ASSIGNMENT
Reproduce the entries word for word but drop every picture.

Collection entries
Segment Open

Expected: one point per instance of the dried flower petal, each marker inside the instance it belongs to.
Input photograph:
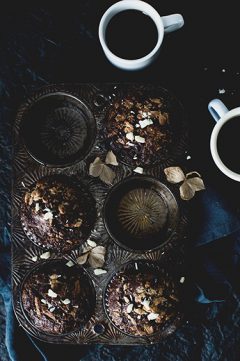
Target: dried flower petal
(66, 301)
(95, 168)
(91, 243)
(111, 158)
(130, 136)
(82, 259)
(138, 170)
(70, 264)
(152, 316)
(196, 184)
(186, 191)
(130, 308)
(107, 175)
(188, 175)
(139, 139)
(174, 174)
(97, 257)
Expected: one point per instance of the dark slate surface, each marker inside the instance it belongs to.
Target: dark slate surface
(59, 44)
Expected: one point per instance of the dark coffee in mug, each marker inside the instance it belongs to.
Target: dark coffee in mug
(228, 142)
(131, 34)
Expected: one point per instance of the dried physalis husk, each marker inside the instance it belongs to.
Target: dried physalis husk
(83, 258)
(95, 168)
(97, 257)
(101, 170)
(174, 174)
(191, 185)
(111, 158)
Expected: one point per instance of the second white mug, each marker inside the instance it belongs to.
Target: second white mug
(164, 24)
(225, 138)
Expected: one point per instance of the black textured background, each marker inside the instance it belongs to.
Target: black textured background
(46, 44)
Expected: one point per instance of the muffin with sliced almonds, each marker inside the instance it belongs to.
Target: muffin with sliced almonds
(58, 214)
(140, 302)
(58, 299)
(140, 130)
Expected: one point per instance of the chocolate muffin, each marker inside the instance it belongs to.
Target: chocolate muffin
(58, 214)
(141, 302)
(58, 299)
(140, 130)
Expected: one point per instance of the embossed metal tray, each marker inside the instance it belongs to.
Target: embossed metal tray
(90, 103)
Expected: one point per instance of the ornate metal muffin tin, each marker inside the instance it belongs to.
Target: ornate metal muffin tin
(28, 168)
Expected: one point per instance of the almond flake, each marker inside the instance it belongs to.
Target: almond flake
(66, 301)
(144, 123)
(130, 136)
(91, 243)
(138, 170)
(130, 144)
(99, 271)
(45, 255)
(145, 303)
(152, 316)
(51, 293)
(129, 308)
(139, 139)
(97, 257)
(70, 264)
(48, 216)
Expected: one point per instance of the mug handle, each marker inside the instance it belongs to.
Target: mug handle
(172, 22)
(217, 109)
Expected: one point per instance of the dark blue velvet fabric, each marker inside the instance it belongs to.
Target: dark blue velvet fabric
(46, 44)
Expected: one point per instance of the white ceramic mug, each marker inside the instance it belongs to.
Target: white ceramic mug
(221, 115)
(164, 24)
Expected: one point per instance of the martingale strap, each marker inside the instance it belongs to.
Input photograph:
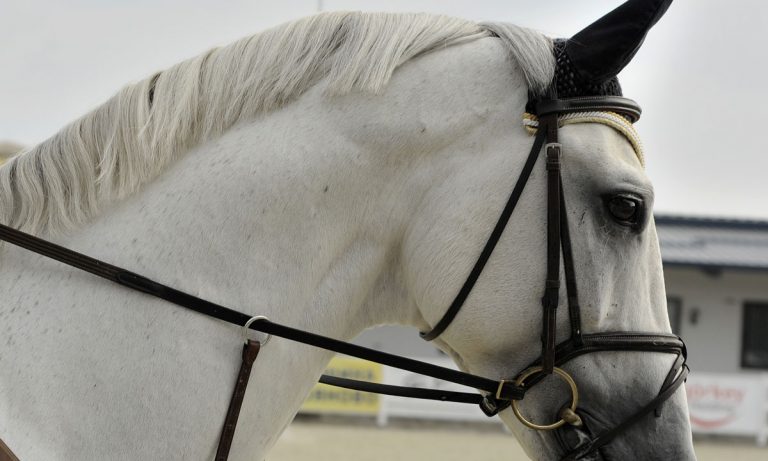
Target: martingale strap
(5, 453)
(497, 390)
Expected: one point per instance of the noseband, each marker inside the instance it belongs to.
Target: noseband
(496, 395)
(558, 240)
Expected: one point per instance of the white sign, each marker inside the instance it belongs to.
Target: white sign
(726, 404)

Segment Closed

WRITTEN SOLUTION
Expected: one point per instance of the dried flower petal, each marker inside the instance it belongs to.
Input photograph:
Target: dried flower petal
(66, 301)
(95, 168)
(91, 243)
(111, 158)
(130, 136)
(82, 259)
(138, 170)
(70, 264)
(152, 316)
(196, 184)
(186, 191)
(130, 308)
(107, 175)
(188, 175)
(139, 139)
(174, 174)
(97, 257)
Expected: one point per instance of the dark slate surface, each marker inside the instance it belongs to.
Target: dark slate surface
(59, 44)
Expected: one point per instance of the dark coffee in mug, each marker inside the instance it belongs to.
Target: dark coffee in mug
(228, 142)
(131, 34)
Expected: one point per instance of the dried physalis husk, each marker inside the instance it belongs to.
Target: dried physalis husk
(83, 258)
(95, 168)
(97, 257)
(101, 170)
(174, 174)
(191, 185)
(111, 158)
Expected: one point per instance of the second white mug, each marker inside the instance it belongs to.
Target: second white mug
(164, 24)
(225, 138)
Expected: one point per instance of the black textured background, each marker inside the instance it belongs to.
Target: black textured background
(46, 44)
Expected: one point per instance of the muffin with sliced almonds, each marker inside the instance it belongs to.
Target: muffin with sliced almonds
(58, 214)
(140, 302)
(58, 299)
(140, 130)
Expected: one point per instance of the chocolate muffin, each marker inside the instance it belongs to.
Target: chocolate muffin
(58, 214)
(141, 302)
(58, 299)
(140, 130)
Expected: one point per instance of the embossed metal tray, each marker inside the instance it belongs to.
Target: embossed metal tray
(90, 103)
Expected: one point per instance of the ornate metal muffin tin, each marker inside the instance it belongs to.
Target: ornate metal muffin tin
(28, 168)
Expected: one point per instance of the almond flake, each marker inside the instance it belongs to.
Target: almond flake
(66, 301)
(144, 123)
(130, 136)
(91, 243)
(138, 170)
(130, 144)
(99, 271)
(45, 255)
(145, 303)
(152, 316)
(51, 293)
(129, 308)
(139, 139)
(97, 257)
(70, 264)
(48, 216)
Expected: one point per instance of the mug handle, each marker inside the instance it belongs to.
Target: mug handle
(172, 22)
(217, 109)
Expected: one point per instance of the dark blue velvet fabric, each marker inside the instance it belongs to.
Target: dark blue velvet fabric
(46, 44)
Expected: one point per instance of the white ceramic mug, each marker inside the instance it belongs to.
Target: white ceramic mug
(221, 115)
(164, 24)
Expected: one point per instance of the martingale strap, each marker inside the instance it belongs to.
Input photograph:
Target: martingale strap
(5, 453)
(497, 390)
Expected: one point per instance of the noseband, each marker inside the instance it belongs to.
Target: noseband
(496, 395)
(558, 240)
Expected: one point per instance of the white sign, each marker inside the instance it belongs to.
Target: white sign
(726, 404)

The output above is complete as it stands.